Wat te doen: Geef elke regel uit het materiaal terug waarin het woord "surface" staat.

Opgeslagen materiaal

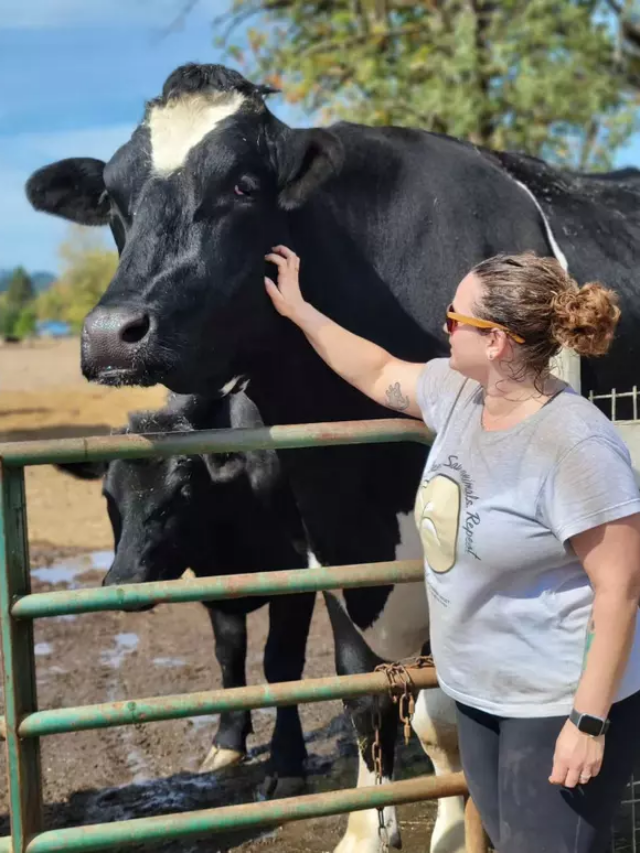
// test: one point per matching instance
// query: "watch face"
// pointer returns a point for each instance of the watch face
(590, 725)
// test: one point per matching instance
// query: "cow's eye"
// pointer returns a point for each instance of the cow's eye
(244, 187)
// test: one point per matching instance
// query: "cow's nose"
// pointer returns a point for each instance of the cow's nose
(113, 336)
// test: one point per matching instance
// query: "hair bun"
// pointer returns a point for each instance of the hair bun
(585, 319)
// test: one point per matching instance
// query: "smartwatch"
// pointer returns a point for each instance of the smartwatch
(589, 724)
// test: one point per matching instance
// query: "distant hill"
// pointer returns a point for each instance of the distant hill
(41, 280)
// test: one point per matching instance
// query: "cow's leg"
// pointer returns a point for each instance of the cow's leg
(363, 834)
(284, 657)
(353, 656)
(434, 722)
(230, 741)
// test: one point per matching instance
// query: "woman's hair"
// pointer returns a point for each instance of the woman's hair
(538, 300)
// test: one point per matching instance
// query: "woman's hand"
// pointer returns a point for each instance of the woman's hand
(577, 757)
(286, 297)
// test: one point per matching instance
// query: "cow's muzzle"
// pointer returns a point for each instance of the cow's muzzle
(113, 343)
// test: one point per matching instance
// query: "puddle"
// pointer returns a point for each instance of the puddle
(66, 572)
(124, 645)
(169, 662)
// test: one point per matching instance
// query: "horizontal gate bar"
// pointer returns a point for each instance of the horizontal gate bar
(101, 836)
(109, 447)
(133, 711)
(42, 604)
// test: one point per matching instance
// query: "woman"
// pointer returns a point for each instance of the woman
(530, 519)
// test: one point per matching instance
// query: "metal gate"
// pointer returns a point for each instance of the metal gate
(23, 725)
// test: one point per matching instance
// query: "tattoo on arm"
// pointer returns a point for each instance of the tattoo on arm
(591, 631)
(396, 399)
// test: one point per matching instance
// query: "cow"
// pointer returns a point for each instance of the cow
(386, 221)
(217, 514)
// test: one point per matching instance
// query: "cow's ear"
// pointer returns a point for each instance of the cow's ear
(84, 470)
(73, 189)
(306, 159)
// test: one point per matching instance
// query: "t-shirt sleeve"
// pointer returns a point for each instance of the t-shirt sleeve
(591, 484)
(438, 388)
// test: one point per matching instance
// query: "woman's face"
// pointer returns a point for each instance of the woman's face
(472, 349)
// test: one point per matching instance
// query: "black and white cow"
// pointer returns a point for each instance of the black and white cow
(386, 221)
(217, 514)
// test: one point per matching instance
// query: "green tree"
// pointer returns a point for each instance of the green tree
(20, 290)
(9, 314)
(25, 323)
(87, 269)
(555, 79)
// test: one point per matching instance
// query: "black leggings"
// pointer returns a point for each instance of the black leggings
(508, 762)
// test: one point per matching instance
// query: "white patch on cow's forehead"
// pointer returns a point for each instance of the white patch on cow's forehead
(182, 123)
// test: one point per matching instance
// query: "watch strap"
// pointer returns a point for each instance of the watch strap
(589, 723)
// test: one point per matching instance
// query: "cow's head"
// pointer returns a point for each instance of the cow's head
(160, 509)
(195, 199)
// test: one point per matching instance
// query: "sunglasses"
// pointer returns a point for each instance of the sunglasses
(453, 320)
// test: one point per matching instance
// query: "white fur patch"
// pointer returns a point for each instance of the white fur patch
(555, 248)
(238, 383)
(402, 628)
(566, 364)
(434, 722)
(182, 123)
(362, 834)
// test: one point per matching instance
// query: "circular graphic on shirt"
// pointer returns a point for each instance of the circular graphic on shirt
(437, 513)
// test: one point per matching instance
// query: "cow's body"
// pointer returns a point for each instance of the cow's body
(217, 515)
(386, 221)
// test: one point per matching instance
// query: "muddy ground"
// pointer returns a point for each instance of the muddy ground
(129, 772)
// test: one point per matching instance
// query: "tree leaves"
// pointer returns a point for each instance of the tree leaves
(558, 80)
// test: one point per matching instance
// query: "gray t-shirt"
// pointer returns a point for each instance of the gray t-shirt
(509, 601)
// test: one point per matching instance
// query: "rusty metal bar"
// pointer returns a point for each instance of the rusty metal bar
(150, 830)
(61, 603)
(18, 663)
(134, 711)
(291, 436)
(476, 839)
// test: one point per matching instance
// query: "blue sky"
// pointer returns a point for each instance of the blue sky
(74, 75)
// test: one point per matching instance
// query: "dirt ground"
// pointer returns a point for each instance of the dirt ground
(139, 771)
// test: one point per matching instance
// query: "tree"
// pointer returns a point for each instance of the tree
(25, 323)
(20, 291)
(558, 80)
(87, 269)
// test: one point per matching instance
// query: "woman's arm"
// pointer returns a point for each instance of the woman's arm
(389, 381)
(610, 554)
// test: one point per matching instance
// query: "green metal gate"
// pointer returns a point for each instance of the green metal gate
(23, 725)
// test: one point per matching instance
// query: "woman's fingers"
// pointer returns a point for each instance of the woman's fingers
(278, 260)
(285, 251)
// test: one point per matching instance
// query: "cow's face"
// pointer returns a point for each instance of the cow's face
(195, 199)
(152, 506)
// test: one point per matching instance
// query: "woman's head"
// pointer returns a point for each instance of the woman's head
(540, 309)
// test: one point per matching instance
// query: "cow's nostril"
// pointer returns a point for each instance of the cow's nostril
(135, 330)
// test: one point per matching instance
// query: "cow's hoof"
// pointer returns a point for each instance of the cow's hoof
(219, 758)
(349, 844)
(362, 836)
(277, 788)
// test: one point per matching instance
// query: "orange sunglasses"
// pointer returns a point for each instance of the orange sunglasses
(454, 320)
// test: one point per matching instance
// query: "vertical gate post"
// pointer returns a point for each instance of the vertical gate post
(18, 669)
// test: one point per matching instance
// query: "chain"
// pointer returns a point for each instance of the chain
(403, 694)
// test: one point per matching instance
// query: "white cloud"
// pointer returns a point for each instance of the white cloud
(89, 13)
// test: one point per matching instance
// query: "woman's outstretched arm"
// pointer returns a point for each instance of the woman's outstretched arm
(389, 381)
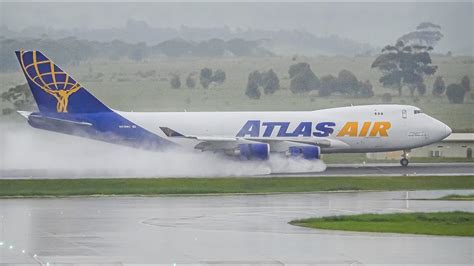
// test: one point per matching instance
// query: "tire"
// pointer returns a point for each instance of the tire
(404, 162)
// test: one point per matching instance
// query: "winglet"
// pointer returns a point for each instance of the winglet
(171, 133)
(25, 114)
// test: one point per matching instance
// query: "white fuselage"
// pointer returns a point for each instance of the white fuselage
(397, 127)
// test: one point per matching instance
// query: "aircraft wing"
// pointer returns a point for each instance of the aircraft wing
(215, 143)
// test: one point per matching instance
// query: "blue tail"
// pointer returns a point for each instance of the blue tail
(53, 89)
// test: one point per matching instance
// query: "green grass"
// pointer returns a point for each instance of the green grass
(457, 197)
(167, 186)
(438, 223)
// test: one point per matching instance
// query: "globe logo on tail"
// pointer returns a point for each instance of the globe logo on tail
(50, 78)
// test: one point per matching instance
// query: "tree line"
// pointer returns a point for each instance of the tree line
(304, 80)
(71, 50)
(207, 77)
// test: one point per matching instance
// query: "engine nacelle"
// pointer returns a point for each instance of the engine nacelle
(259, 151)
(307, 152)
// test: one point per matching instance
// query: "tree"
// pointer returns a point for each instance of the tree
(253, 83)
(438, 86)
(19, 97)
(455, 93)
(426, 33)
(466, 83)
(175, 81)
(328, 85)
(205, 77)
(190, 81)
(404, 66)
(270, 82)
(347, 82)
(386, 97)
(219, 76)
(364, 90)
(302, 78)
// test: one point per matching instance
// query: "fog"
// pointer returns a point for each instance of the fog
(38, 153)
(374, 23)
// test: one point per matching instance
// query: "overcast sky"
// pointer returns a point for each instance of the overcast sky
(374, 23)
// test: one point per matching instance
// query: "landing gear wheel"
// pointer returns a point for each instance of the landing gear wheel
(404, 162)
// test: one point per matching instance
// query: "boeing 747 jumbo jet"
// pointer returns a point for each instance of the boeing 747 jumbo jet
(65, 106)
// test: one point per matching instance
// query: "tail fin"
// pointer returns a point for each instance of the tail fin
(53, 89)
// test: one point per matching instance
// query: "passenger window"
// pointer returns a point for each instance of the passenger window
(404, 114)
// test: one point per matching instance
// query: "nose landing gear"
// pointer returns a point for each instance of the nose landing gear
(404, 161)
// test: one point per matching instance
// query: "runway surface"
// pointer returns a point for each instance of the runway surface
(386, 169)
(250, 229)
(393, 169)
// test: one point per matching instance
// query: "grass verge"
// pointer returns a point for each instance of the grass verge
(457, 197)
(437, 223)
(166, 186)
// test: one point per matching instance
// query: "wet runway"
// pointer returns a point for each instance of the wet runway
(386, 169)
(394, 169)
(245, 229)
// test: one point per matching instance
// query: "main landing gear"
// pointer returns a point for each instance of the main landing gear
(404, 160)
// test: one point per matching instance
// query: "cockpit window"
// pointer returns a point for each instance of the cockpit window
(418, 112)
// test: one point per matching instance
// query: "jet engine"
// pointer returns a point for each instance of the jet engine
(259, 151)
(307, 152)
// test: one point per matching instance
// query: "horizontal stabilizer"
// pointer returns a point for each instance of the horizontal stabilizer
(171, 133)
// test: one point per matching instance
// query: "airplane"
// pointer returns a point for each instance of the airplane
(64, 106)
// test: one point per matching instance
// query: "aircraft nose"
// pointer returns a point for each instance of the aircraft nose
(443, 129)
(448, 130)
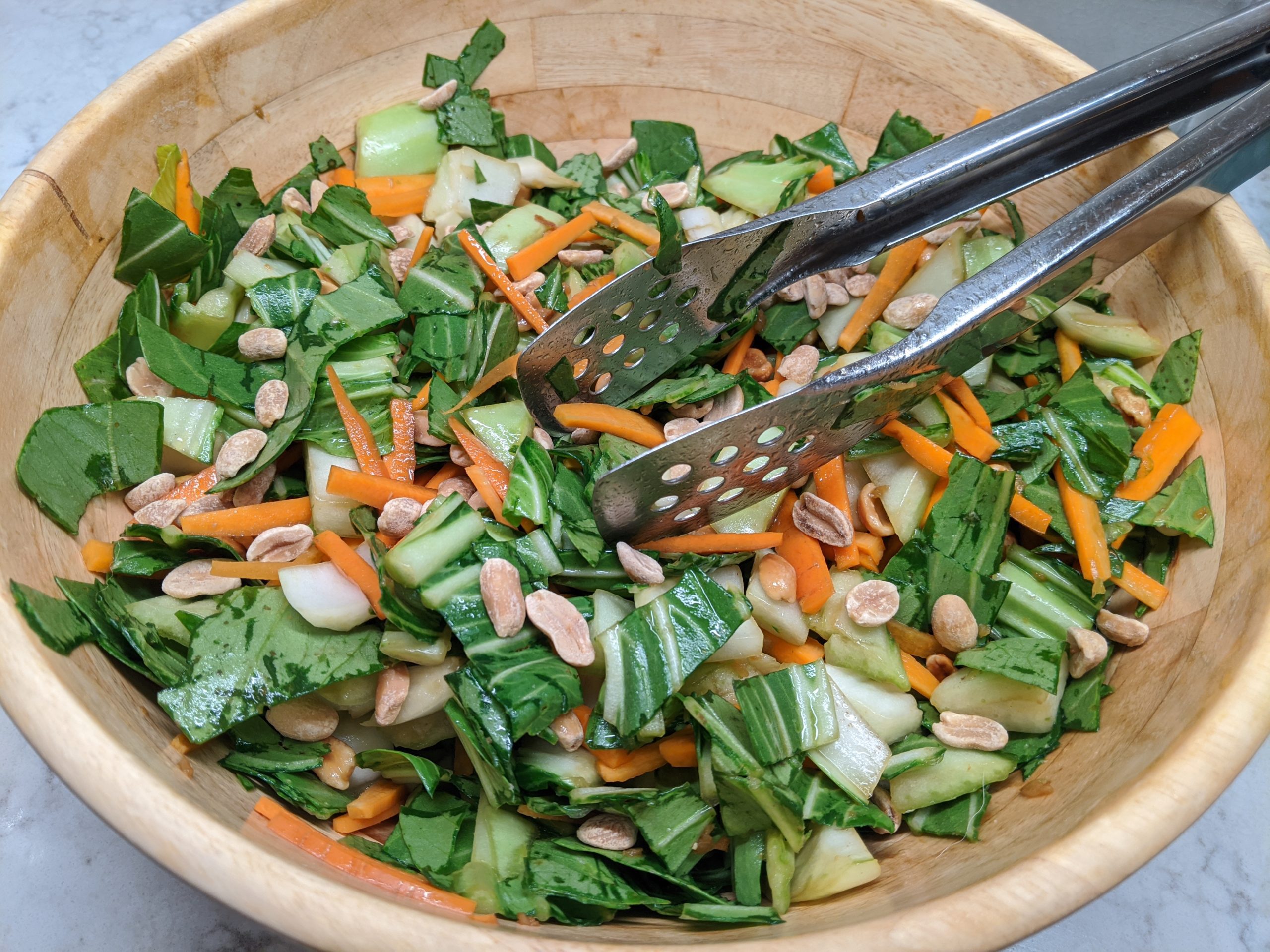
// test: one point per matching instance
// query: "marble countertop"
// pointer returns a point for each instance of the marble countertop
(67, 881)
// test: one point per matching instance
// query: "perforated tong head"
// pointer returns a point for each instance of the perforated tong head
(639, 327)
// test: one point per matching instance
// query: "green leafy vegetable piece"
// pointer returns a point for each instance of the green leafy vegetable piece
(958, 819)
(1183, 506)
(671, 146)
(282, 302)
(155, 240)
(670, 249)
(98, 372)
(788, 323)
(200, 372)
(75, 454)
(902, 135)
(1028, 660)
(1174, 380)
(237, 192)
(355, 310)
(258, 652)
(789, 711)
(54, 620)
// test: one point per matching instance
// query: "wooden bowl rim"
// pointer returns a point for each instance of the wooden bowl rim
(295, 899)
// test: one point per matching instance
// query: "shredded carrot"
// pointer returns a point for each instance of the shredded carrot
(185, 201)
(937, 495)
(520, 302)
(642, 232)
(496, 375)
(924, 451)
(680, 749)
(919, 678)
(397, 194)
(1028, 513)
(529, 259)
(960, 391)
(638, 763)
(447, 472)
(248, 520)
(421, 399)
(604, 418)
(972, 438)
(97, 555)
(374, 490)
(357, 428)
(399, 465)
(343, 176)
(263, 572)
(1161, 447)
(290, 828)
(347, 824)
(899, 264)
(785, 653)
(498, 474)
(821, 182)
(812, 573)
(1087, 534)
(590, 289)
(1069, 356)
(480, 480)
(1142, 587)
(737, 355)
(915, 642)
(352, 567)
(715, 542)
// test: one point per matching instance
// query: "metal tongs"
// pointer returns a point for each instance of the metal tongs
(658, 320)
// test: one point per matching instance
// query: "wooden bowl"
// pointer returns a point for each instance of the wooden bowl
(255, 84)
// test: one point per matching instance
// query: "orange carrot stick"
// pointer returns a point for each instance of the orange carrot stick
(1142, 587)
(972, 438)
(590, 289)
(899, 264)
(1161, 447)
(185, 201)
(1087, 534)
(374, 490)
(640, 762)
(821, 182)
(785, 653)
(604, 418)
(520, 302)
(289, 827)
(248, 520)
(353, 568)
(924, 451)
(919, 678)
(680, 749)
(813, 582)
(642, 232)
(1069, 356)
(496, 375)
(97, 555)
(421, 246)
(1028, 513)
(357, 428)
(397, 194)
(715, 542)
(737, 355)
(399, 465)
(960, 391)
(529, 259)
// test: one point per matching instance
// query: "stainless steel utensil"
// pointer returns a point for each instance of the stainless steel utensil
(640, 325)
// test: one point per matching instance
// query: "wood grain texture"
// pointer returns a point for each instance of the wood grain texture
(255, 84)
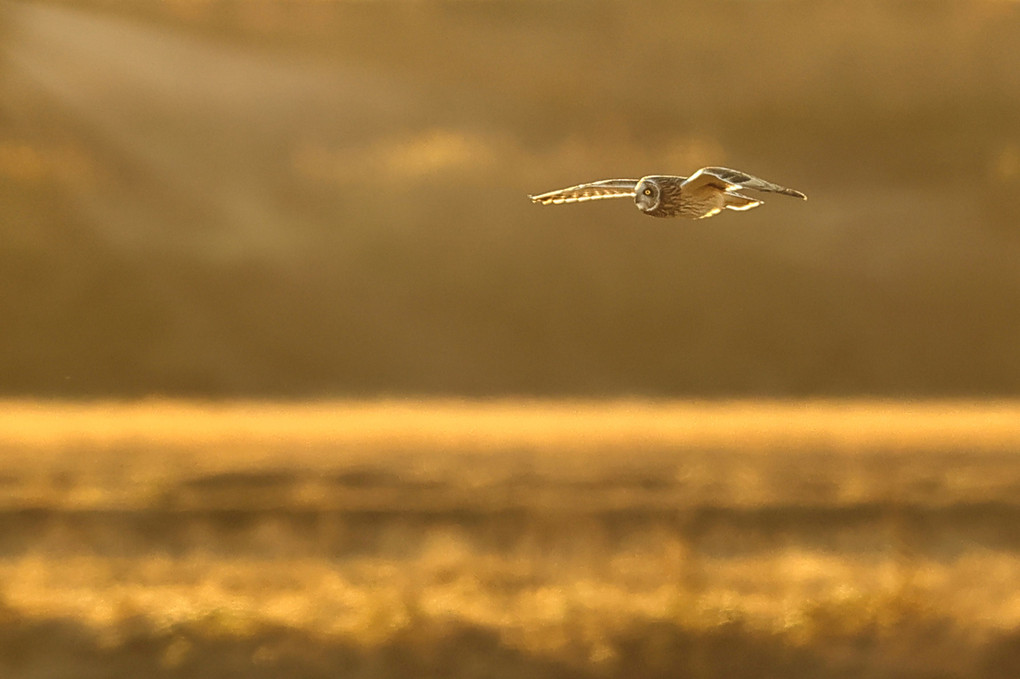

Antwoord:
// query: "runway surface"
// pointer returns a point for each instance of the runway surface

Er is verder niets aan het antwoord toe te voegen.